### Work required
Every entry, exactly as given, must be retyped.

START Excerpted data

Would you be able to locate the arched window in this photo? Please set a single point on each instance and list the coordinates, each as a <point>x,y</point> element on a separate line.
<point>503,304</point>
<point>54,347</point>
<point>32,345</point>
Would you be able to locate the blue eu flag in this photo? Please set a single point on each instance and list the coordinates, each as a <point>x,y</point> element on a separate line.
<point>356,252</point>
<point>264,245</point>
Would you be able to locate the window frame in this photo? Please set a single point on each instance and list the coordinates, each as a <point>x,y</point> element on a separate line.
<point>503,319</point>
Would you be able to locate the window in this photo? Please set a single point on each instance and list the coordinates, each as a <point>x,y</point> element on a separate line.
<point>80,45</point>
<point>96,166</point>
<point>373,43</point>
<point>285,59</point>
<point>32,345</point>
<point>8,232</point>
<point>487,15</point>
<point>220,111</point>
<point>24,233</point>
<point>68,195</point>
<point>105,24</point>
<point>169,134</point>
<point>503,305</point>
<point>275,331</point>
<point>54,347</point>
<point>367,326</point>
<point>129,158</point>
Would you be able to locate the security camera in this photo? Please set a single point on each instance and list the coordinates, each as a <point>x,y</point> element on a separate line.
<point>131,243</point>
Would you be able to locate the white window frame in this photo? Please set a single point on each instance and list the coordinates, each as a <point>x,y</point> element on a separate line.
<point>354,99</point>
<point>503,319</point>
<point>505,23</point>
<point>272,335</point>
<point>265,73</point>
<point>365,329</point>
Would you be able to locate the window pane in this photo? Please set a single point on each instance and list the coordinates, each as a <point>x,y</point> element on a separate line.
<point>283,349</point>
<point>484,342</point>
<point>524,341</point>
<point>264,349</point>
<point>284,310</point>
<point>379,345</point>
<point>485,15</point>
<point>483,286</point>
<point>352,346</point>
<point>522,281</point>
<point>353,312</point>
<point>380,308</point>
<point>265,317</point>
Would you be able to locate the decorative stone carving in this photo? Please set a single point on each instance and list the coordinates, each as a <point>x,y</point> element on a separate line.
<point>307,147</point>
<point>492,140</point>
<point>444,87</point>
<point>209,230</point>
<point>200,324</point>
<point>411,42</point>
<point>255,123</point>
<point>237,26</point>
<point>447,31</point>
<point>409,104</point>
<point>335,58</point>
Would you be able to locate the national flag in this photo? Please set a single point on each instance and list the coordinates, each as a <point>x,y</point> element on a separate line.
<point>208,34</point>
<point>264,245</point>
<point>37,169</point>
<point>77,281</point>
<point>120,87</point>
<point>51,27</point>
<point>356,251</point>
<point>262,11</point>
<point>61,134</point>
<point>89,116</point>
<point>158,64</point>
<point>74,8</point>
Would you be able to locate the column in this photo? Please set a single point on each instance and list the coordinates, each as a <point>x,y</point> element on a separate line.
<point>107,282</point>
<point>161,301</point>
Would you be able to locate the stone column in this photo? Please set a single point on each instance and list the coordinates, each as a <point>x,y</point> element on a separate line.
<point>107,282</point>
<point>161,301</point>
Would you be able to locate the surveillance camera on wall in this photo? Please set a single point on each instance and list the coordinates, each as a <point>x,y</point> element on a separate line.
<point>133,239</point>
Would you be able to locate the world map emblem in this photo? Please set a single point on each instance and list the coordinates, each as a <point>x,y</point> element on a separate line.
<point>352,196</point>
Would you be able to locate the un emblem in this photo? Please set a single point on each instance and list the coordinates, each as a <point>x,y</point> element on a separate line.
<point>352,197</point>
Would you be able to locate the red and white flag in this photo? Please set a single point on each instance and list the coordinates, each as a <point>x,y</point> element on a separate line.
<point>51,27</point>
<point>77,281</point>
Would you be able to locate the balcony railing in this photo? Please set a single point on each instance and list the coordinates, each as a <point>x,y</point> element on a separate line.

END Excerpted data

### Response area
Would you be able to locate the arched window in this photo? Please set a single point on each instance and list the coordinates, each as a <point>x,y</point> element on a separate line.
<point>503,304</point>
<point>54,347</point>
<point>32,345</point>
Would you be able to locate the blue eu flag in this photo? Please set a single point on each instance and list the coordinates, each as a <point>x,y</point> element on a separate line.
<point>356,252</point>
<point>264,245</point>
Would you be able to locate the window frame in this photo? Please set a single point on each instance and list the coordinates, each as a <point>x,y</point> element on a separate line.
<point>503,319</point>
Would you be able to locate the window in this photo? Please set a single point on each instance and list the coordinates, each as a <point>x,y</point> element on a separate line.
<point>80,45</point>
<point>96,166</point>
<point>373,43</point>
<point>285,59</point>
<point>32,345</point>
<point>8,232</point>
<point>487,15</point>
<point>220,111</point>
<point>24,233</point>
<point>68,195</point>
<point>105,24</point>
<point>169,134</point>
<point>503,305</point>
<point>275,331</point>
<point>54,347</point>
<point>367,326</point>
<point>129,158</point>
Would you be able to locate the security camera in this photo? Please set a single point on each instance and list the coordinates, each as a <point>x,y</point> element on a separate line.
<point>131,243</point>
Would you be able to locate the white window frame in this photo? Please set a single point on each instance and list the coordinates, each as a <point>x,y</point> element on a separate line.
<point>354,99</point>
<point>503,319</point>
<point>505,23</point>
<point>272,335</point>
<point>265,73</point>
<point>365,329</point>
Would you be able to locate the window pane in this photo? Please set a single point on each instance and list the coordinates, each as a <point>x,y</point> element on a separate line.
<point>283,349</point>
<point>484,342</point>
<point>524,341</point>
<point>264,349</point>
<point>284,310</point>
<point>379,345</point>
<point>485,15</point>
<point>483,286</point>
<point>352,346</point>
<point>522,281</point>
<point>353,312</point>
<point>380,308</point>
<point>265,317</point>
Would you be able to locate the decorative stone carving in this photo? Please set a single point on each instance and list the coordinates, each as a <point>x,y</point> element on a separate line.
<point>307,147</point>
<point>492,140</point>
<point>444,87</point>
<point>209,230</point>
<point>200,324</point>
<point>411,42</point>
<point>255,123</point>
<point>237,26</point>
<point>447,31</point>
<point>409,104</point>
<point>335,58</point>
Would you be able to locate the national flag in this photo? Please set a single point on each instance and list the coordinates, each as a <point>x,y</point> element on a separate line.
<point>208,34</point>
<point>264,245</point>
<point>37,169</point>
<point>77,281</point>
<point>120,87</point>
<point>51,27</point>
<point>356,251</point>
<point>262,11</point>
<point>61,134</point>
<point>89,116</point>
<point>158,64</point>
<point>74,8</point>
Would you be able to locate the column in this photo? Please set a single point on each instance and list the coordinates, each as a <point>x,y</point> element on a separate line.
<point>107,282</point>
<point>161,301</point>
Would you be able to locate the stone column in this photo? Please set a single point on each instance and list the coordinates, each as a <point>x,y</point> element on a separate line.
<point>107,282</point>
<point>161,301</point>
Would you be able to locate the surveillance camera on wall in this photo? Please set a single point on each instance and list the coordinates, each as a <point>x,y</point> element on a separate line.
<point>133,239</point>
Would you be able to locate the world map emblem in this photo? Please set a single point on each instance and list the coordinates, each as a <point>x,y</point> element on a separate line.
<point>352,196</point>
Would you be able to locate the un emblem in this photo? Please set a single point on each instance and list the coordinates, each as a <point>x,y</point> element on a separate line.
<point>352,197</point>
Would you be able to locate the red and white flag in this photo? Please set a single point on each instance and list the coordinates, each as a <point>x,y</point> element on a separate line.
<point>51,27</point>
<point>77,281</point>
Would you be able to locate the balcony railing in this photo? Please set a single point on each instance and list the coordinates, each as a <point>x,y</point> element on a separate line.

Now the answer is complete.